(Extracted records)

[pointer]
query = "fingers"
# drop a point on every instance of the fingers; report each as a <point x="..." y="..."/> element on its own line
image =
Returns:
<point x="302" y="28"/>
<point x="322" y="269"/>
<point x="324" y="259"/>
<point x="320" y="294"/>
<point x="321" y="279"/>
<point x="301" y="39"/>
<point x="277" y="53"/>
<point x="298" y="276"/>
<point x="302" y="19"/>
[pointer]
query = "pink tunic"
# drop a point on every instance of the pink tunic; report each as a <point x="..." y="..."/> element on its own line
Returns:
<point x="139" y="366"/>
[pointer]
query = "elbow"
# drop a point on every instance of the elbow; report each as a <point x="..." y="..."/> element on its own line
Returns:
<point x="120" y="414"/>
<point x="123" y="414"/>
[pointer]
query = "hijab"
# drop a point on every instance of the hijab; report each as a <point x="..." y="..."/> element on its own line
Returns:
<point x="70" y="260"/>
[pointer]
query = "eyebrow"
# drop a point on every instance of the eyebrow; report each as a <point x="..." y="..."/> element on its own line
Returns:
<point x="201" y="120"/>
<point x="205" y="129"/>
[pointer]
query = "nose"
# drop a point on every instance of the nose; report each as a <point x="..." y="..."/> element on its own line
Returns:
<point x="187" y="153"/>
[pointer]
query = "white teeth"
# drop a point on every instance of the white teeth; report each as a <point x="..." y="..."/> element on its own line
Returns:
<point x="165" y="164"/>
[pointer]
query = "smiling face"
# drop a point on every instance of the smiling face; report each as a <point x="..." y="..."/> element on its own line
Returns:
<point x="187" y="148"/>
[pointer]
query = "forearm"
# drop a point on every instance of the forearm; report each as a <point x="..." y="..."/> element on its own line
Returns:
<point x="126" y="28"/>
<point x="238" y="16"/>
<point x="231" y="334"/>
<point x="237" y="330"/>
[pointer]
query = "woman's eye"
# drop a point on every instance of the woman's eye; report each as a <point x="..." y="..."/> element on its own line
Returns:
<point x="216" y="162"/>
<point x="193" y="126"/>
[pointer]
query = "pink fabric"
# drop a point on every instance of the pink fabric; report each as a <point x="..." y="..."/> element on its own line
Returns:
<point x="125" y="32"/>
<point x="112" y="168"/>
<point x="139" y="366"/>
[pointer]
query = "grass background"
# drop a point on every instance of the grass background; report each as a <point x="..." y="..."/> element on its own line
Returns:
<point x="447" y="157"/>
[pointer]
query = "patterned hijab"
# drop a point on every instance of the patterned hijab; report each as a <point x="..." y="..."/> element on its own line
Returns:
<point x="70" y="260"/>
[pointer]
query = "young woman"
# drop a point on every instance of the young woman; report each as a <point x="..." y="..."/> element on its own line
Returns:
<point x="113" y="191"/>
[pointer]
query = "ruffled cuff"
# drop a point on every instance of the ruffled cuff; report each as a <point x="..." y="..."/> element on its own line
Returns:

To do: Quote each line above in full, word for word.

The response:
[pointer]
query = "fingers"
# drop a point on every instance of the fingers; report each as a <point x="..." y="..."/> element on its own line
image =
Returns:
<point x="302" y="28"/>
<point x="322" y="269"/>
<point x="324" y="259"/>
<point x="320" y="294"/>
<point x="321" y="279"/>
<point x="301" y="39"/>
<point x="277" y="53"/>
<point x="298" y="276"/>
<point x="302" y="19"/>
[pointer]
query = "pink tunic"
# drop a point on every instance of the pink tunic; report each as a <point x="..." y="..."/> element on its own line
Returns:
<point x="139" y="366"/>
[pointer]
query = "elbow"
# drop a point on every instance of the elbow; report each as a <point x="..." y="..."/> element on its own line
Returns:
<point x="120" y="414"/>
<point x="123" y="414"/>
[pointer]
query = "hijab"
# drop a point on every instance of the hijab; report each as a <point x="..." y="..."/> element on its own line
Returns:
<point x="70" y="260"/>
[pointer]
query = "eyebrow"
# drop a point on every instance of the eyebrow; report each as a <point x="..." y="..."/> element on its own line
Returns:
<point x="201" y="120"/>
<point x="205" y="129"/>
[pointer]
query = "nose"
# drop a point on every instance of the nose; report each as a <point x="..." y="..."/> element on its own line
Returns:
<point x="187" y="153"/>
[pointer]
query = "white teeth"
# drop a point on every instance of the white teeth; report each as a <point x="..." y="..."/> element on its own line
Returns:
<point x="165" y="164"/>
[pointer]
query = "smiling face"
# drop a point on every instance of the smiling face; report each as a <point x="..." y="..."/> element on its own line
Returns:
<point x="187" y="148"/>
[pointer]
query = "forearm"
# drop a point on every instance of the forearm; report each as a <point x="..." y="..."/> element on its own line
Returns:
<point x="126" y="28"/>
<point x="238" y="16"/>
<point x="231" y="334"/>
<point x="237" y="330"/>
[pointer]
query = "woman's eye"
# drop a point on every instance of the woman's eye; report each as a <point x="..." y="..."/> element on its own line
Returns:
<point x="216" y="162"/>
<point x="193" y="126"/>
[pointer]
query = "pink fabric"
# drop a point on every instance of the pink fabric; report each as a <point x="..." y="..."/> element on its own line
Returns:
<point x="125" y="32"/>
<point x="112" y="168"/>
<point x="139" y="366"/>
[pointer]
query = "grass background"
# drop a point on every instance of the grass background; report each as a <point x="..." y="..."/> element on its own line
Returns:
<point x="447" y="157"/>
[pointer]
query = "patterned hijab"
# drop a point on every instance of the patterned hijab; report each as a <point x="..." y="..."/> element on its own line
Returns:
<point x="70" y="260"/>
[pointer]
query = "young woman"
# drop a point on every instance of the young woman; report each as a <point x="..." y="..."/> element on its own line
Returns:
<point x="113" y="191"/>
[pointer]
query = "ruffled cuff"
# drop a point on every instance of the ruffled cuff; report each as a <point x="..." y="..."/> element on its own line
Returns:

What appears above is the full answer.